*** Provided records ***
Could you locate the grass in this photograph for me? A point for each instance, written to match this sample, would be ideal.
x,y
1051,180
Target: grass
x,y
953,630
***
What is asked -> Rewrite the data above so that every "grass" becomes "turf", with nothing else altered.

Final result ->
Could you locate the turf in this photograph for me? A point for each instance, written to match this sample, would be ideal.
x,y
1051,180
Target: turf
x,y
953,630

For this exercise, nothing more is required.